■ EXERCISE OBJECTIVE:
The records below must be written out exactly, with every picture left behind.

(Saved entries)

·····

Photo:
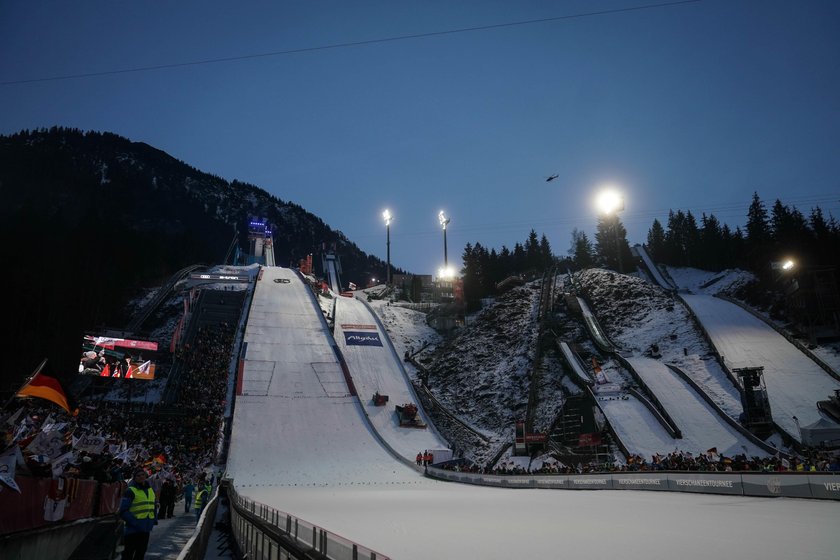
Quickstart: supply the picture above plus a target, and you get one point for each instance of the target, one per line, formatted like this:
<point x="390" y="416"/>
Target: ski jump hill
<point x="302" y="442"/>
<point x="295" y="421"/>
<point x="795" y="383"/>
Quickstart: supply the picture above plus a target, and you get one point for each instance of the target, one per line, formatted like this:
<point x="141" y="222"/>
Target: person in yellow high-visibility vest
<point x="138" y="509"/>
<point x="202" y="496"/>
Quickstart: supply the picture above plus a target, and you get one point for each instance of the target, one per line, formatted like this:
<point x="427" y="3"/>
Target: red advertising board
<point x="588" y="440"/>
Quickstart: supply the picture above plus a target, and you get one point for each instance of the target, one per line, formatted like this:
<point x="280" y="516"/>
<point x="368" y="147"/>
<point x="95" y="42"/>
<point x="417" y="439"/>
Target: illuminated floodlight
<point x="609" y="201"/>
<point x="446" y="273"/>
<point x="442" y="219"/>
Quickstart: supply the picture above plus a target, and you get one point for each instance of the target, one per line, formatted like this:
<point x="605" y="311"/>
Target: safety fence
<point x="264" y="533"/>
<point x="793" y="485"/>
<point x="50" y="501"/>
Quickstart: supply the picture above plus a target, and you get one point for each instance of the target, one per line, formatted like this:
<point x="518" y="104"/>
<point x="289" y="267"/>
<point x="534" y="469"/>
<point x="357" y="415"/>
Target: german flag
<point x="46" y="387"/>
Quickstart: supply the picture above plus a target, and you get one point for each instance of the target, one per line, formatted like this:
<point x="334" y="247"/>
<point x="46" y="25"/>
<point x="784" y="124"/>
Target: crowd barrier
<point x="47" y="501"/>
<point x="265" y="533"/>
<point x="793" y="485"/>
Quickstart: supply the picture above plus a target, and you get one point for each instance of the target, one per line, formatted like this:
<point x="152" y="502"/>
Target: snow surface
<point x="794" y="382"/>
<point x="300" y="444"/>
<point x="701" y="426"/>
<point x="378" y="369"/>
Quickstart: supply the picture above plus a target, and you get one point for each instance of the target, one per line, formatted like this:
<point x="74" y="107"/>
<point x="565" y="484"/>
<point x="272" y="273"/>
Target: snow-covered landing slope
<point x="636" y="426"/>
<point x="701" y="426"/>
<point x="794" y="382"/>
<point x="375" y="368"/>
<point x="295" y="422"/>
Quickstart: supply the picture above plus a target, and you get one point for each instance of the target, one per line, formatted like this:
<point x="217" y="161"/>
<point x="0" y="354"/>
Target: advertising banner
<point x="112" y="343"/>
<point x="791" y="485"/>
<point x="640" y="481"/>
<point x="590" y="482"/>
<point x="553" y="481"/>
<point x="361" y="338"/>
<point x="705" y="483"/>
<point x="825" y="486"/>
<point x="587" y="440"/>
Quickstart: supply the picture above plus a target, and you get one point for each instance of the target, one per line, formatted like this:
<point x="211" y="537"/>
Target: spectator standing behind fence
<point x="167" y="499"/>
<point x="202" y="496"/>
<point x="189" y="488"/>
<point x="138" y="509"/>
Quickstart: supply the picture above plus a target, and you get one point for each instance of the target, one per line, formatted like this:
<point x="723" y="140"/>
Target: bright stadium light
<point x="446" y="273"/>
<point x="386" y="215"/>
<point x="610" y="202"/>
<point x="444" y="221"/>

·····

■ WRITTEN RESPONSE:
Photo:
Quickstart: supply the picture above plus a target, and you get one point for each instance of the target, one per line, formatted like this:
<point x="390" y="416"/>
Target: ski jump hill
<point x="302" y="442"/>
<point x="295" y="421"/>
<point x="795" y="383"/>
Quickstart: supply the picture above plus a target, and you get one point for each instance of the target, one per line, formatted like this:
<point x="141" y="222"/>
Target: person in yellow high-visibility vest
<point x="138" y="509"/>
<point x="202" y="496"/>
Quickstart: supply the picture above plus a target, and you get one point for each instance of the target, one per line, formatted like this:
<point x="427" y="3"/>
Target: red advertising board
<point x="588" y="440"/>
Quickstart: supply the picture above plus a target, and you get one point for each instance of the target, one per line, formatted like this:
<point x="280" y="516"/>
<point x="368" y="147"/>
<point x="95" y="42"/>
<point x="417" y="439"/>
Target: illuminated floodlight
<point x="609" y="201"/>
<point x="446" y="273"/>
<point x="442" y="219"/>
Quickstart: supply the picture above plus a target, and you get one point for each instance of the target, one per line, formatted like this:
<point x="605" y="311"/>
Target: safety fence
<point x="264" y="533"/>
<point x="793" y="485"/>
<point x="50" y="501"/>
Quickstart: supply the picture above plus a target, and you get one point for each instance of the target, one per line, formatted like this:
<point x="518" y="104"/>
<point x="289" y="267"/>
<point x="534" y="469"/>
<point x="357" y="415"/>
Target: german flag
<point x="46" y="387"/>
Quickstart: supply the picture above plus a target, and you get one point for each instance of the target, one per line, formatted like this:
<point x="334" y="247"/>
<point x="46" y="25"/>
<point x="784" y="124"/>
Target: crowd barrier
<point x="47" y="501"/>
<point x="265" y="533"/>
<point x="793" y="485"/>
Quickstart: supply the picture above plus a target, and you get one point for each instance of the target, one per line, formatted like this:
<point x="152" y="502"/>
Target: snow surface
<point x="794" y="382"/>
<point x="300" y="444"/>
<point x="701" y="426"/>
<point x="378" y="369"/>
Quickstart: supply the picture above plus a target, and you get one point for each instance of the target, one per line, formatted like this:
<point x="74" y="107"/>
<point x="565" y="484"/>
<point x="272" y="273"/>
Target: snow-covered landing slope
<point x="636" y="426"/>
<point x="701" y="426"/>
<point x="794" y="382"/>
<point x="375" y="368"/>
<point x="295" y="422"/>
Quickstart: supply the picture above plus a target, and you get one point for each instance of the target, one per line, formatted like this:
<point x="217" y="161"/>
<point x="0" y="354"/>
Target: advertising banner
<point x="112" y="343"/>
<point x="791" y="485"/>
<point x="640" y="481"/>
<point x="590" y="482"/>
<point x="553" y="481"/>
<point x="361" y="338"/>
<point x="705" y="483"/>
<point x="825" y="486"/>
<point x="587" y="440"/>
Quickstart: supply the picture above plus a target, and you get one point for each instance of the target, one per line, formatted like this:
<point x="211" y="537"/>
Target: spectator standing behind fence
<point x="167" y="499"/>
<point x="202" y="496"/>
<point x="189" y="488"/>
<point x="138" y="509"/>
Quickstart: supply the picture above plus a target, and you get one point for each instance of the target, one per line, formatted like this:
<point x="723" y="140"/>
Target: bright stadium light
<point x="446" y="273"/>
<point x="386" y="215"/>
<point x="610" y="202"/>
<point x="444" y="221"/>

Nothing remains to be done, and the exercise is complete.